What you are asked to do
Return the data below, unchanged.

Data for review
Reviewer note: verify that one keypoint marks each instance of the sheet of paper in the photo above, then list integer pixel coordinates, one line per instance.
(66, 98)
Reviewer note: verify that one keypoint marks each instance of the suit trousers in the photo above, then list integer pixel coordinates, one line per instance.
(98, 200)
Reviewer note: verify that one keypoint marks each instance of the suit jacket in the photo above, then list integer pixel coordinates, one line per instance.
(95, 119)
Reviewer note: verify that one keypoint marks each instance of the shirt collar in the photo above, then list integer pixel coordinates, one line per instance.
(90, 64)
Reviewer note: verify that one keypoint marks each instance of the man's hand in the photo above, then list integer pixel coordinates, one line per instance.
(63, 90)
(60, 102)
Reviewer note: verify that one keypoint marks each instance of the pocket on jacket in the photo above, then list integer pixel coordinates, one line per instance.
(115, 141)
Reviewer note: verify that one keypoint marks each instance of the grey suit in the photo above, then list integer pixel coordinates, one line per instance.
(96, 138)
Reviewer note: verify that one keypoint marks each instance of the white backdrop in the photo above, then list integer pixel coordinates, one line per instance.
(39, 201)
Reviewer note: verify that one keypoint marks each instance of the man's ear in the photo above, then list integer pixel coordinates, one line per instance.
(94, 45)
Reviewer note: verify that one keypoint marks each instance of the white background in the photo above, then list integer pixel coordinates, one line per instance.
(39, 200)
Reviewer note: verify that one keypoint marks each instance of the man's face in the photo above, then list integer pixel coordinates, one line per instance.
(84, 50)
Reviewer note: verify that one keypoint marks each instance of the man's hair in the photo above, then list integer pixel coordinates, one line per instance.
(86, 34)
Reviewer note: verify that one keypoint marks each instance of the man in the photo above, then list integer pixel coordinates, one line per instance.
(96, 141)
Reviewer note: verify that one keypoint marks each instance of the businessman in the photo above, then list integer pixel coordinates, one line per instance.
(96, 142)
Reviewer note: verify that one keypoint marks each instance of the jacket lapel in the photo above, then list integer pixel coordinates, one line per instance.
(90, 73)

Response to this exercise
Reviewer note: verify that one keypoint marks each instance of the sheet of paper in the photo above, then list integer pixel coordinates, one line per instance.
(66, 98)
Reviewer note: verify that one keypoint marks each instance of the suit trousers in the photo above, then list integer pixel coordinates, one line per instance.
(98, 200)
Reviewer note: verify that one keypoint marks each instance of the suit jacket in the photo above, then list integer pixel coordinates, one line per instance.
(95, 119)
Reviewer note: verify that one keypoint marks each instance of the shirt collar in the photo above, then list integer pixel coordinates, one line per instance.
(90, 64)
Reviewer note: verify that one keypoint marks each instance of the man's hand in the photo above, then list integer pixel coordinates, one line per instance.
(63, 90)
(60, 102)
Reviewer note: verify that one keypoint marks each instance of the pocket on jacket in the photo above, then list integer pixel coordinates, one line per instance.
(115, 141)
Reviewer note: verify that one keypoint marks each instance of the grey suit in the photo above, then list integer pixel coordinates, one line per instance.
(96, 138)
Reviewer note: verify that one keypoint marks each instance of the white backdrop in the photo above, then list integer pixel coordinates, one line per instance.
(39, 201)
Reviewer note: verify that one keypoint marks each instance of the man's ear in the photo above, then list integer pixel coordinates, one line per instance.
(94, 45)
Reviewer note: verify that one keypoint marks each instance of the white background in the photo above, then list integer pixel coordinates, one line per instance.
(39, 200)
Reviewer note: verify that one keypoint marks each instance of the man's face in the photo above, then list integer pixel coordinates, one line per instance.
(84, 50)
Reviewer note: verify that one keypoint marks each instance of the man's hair in the photo above, then list integer pixel coordinates, one line per instance.
(86, 34)
Reviewer note: verify that one keypoint marks each instance of the man in the photo above, then list integer pixel coordinates, one line per instance.
(96, 141)
Reviewer note: verify that one keypoint marks each instance of the businessman in the photo above, then list integer pixel coordinates, one line per instance.
(96, 142)
Reviewer note: verify that one keypoint marks each instance of the jacket lapel in the photo above, then list integer pixel coordinates, one line per instance.
(90, 73)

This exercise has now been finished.